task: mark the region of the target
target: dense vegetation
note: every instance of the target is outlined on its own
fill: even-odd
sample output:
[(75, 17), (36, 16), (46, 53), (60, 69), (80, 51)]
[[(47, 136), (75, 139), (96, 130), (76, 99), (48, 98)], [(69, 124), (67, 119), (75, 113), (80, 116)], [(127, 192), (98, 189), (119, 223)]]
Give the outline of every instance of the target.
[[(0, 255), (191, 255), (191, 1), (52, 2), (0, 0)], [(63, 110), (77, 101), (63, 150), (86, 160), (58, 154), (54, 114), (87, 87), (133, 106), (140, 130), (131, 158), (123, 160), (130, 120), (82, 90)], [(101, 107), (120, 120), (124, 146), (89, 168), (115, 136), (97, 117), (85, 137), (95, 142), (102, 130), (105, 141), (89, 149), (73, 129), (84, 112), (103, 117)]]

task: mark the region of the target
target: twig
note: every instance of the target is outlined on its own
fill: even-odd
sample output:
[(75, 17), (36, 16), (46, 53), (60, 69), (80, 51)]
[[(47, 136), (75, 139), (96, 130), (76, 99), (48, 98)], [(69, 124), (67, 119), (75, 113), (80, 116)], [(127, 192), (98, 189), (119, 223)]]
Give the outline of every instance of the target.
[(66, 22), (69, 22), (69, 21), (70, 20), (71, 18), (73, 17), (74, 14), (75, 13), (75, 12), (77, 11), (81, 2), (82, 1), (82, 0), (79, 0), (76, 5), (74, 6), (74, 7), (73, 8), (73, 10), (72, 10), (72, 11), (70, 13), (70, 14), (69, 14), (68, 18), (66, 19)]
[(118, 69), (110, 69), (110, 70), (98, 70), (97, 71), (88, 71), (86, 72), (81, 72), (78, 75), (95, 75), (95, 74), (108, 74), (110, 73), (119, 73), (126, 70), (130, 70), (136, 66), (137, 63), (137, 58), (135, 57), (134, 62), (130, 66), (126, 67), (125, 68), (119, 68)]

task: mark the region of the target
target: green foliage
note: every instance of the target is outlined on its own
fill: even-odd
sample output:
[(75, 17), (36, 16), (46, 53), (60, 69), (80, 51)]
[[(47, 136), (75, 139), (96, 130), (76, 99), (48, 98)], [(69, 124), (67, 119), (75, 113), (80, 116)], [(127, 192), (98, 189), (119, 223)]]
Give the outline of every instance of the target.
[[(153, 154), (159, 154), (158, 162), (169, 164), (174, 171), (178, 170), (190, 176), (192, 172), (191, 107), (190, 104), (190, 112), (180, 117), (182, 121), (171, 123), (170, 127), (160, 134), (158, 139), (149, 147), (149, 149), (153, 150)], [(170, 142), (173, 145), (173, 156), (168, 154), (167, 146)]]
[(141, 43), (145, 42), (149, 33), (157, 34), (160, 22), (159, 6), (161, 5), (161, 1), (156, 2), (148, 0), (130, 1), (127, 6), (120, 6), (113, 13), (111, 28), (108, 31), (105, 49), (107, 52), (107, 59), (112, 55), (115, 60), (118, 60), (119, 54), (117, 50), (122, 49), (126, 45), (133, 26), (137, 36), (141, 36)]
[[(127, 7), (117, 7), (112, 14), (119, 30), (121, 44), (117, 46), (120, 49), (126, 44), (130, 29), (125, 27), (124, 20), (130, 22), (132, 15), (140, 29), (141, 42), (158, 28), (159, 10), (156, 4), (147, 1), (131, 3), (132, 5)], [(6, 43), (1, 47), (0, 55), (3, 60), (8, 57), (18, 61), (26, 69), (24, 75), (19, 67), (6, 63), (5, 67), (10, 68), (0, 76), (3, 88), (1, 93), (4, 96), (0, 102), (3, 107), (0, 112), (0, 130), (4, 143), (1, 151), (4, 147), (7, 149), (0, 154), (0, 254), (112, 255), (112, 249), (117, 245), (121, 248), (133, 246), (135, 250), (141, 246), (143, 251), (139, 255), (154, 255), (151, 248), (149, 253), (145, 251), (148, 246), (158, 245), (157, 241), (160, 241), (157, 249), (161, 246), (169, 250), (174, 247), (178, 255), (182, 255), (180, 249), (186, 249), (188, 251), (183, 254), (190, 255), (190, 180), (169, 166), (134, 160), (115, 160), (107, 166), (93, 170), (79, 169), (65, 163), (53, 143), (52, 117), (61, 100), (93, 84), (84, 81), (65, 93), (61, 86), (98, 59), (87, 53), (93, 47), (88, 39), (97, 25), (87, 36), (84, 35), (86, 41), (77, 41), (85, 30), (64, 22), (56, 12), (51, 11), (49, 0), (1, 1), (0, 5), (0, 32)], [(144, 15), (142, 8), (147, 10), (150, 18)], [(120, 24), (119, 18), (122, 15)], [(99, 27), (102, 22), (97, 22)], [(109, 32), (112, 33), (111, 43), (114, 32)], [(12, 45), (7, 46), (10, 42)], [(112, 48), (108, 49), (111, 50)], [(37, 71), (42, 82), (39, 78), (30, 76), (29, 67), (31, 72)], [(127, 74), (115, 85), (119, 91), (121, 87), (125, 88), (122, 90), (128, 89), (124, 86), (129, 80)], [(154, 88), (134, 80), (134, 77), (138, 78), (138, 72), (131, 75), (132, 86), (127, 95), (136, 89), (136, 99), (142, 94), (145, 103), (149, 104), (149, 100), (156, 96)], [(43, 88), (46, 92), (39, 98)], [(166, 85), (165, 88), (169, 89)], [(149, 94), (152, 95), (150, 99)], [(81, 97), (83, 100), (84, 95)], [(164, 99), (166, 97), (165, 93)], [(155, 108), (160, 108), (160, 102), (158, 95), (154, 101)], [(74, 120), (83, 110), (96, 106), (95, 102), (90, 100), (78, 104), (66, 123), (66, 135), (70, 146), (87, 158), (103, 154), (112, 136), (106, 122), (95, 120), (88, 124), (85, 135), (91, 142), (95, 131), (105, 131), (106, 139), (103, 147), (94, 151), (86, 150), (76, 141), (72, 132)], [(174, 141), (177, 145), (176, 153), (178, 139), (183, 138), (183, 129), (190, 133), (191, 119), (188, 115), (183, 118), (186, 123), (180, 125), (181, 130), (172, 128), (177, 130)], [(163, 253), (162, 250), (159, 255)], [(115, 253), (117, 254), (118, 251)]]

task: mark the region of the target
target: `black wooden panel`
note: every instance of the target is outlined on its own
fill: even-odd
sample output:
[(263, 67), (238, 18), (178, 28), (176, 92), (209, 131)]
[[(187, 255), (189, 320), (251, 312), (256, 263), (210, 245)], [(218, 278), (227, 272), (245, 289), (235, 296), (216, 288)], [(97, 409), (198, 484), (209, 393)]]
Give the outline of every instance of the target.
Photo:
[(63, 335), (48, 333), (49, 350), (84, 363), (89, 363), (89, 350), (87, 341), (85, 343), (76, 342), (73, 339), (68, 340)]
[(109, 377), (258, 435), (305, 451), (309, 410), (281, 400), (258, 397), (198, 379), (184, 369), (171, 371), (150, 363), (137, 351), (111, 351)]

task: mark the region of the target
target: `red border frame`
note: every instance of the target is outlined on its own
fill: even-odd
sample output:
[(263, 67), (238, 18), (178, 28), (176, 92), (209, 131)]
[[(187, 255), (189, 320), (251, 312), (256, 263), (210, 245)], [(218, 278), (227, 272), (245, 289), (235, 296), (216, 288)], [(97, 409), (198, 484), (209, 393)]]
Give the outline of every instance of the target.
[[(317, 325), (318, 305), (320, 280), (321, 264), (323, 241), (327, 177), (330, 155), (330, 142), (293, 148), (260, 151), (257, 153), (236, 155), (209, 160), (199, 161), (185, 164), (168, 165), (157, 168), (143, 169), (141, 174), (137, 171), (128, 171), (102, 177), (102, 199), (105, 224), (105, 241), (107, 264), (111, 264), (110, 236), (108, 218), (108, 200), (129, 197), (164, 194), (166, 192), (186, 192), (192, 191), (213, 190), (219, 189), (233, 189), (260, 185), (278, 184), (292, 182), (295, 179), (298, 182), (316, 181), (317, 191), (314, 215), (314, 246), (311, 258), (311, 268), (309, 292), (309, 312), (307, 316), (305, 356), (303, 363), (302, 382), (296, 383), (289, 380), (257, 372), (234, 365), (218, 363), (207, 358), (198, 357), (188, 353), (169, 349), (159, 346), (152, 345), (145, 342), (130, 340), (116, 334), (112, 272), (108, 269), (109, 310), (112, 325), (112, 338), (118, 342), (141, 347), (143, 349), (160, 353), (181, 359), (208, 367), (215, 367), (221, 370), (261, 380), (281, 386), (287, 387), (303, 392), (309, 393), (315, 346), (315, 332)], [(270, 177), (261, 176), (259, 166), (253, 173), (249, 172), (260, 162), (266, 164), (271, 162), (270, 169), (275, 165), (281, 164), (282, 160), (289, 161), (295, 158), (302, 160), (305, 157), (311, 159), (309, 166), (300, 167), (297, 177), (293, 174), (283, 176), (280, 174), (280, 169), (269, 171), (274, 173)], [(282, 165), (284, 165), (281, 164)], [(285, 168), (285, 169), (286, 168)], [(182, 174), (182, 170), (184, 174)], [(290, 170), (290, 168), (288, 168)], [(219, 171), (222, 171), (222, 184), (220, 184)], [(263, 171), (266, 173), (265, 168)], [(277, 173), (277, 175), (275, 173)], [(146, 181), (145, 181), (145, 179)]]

**What you need to do**
Reproduce the data verbatim from its first line through the line containing "112), (103, 117)]]", with both of those lines included.

**Result for this exercise**
task: mark the region of the target
target: dense vegetation
note: every instance of the target is outlined on its own
fill: even-odd
sample output:
[(75, 17), (36, 16), (46, 53), (60, 69), (80, 51)]
[[(47, 136), (75, 139), (96, 130), (76, 99), (48, 98)], [(69, 124), (67, 119), (75, 113), (80, 116)], [(127, 192), (98, 189), (119, 223)]]
Give the outline of every instance of the target.
[[(0, 255), (191, 255), (191, 1), (52, 2), (0, 0)], [(63, 110), (77, 101), (63, 150), (86, 160), (58, 154), (54, 114), (87, 87), (133, 106), (140, 130), (131, 158), (123, 160), (130, 120), (82, 90)], [(101, 107), (120, 120), (124, 146), (89, 168), (115, 136), (97, 117), (85, 137), (95, 142), (102, 130), (105, 141), (89, 149), (73, 129), (84, 112), (103, 117)]]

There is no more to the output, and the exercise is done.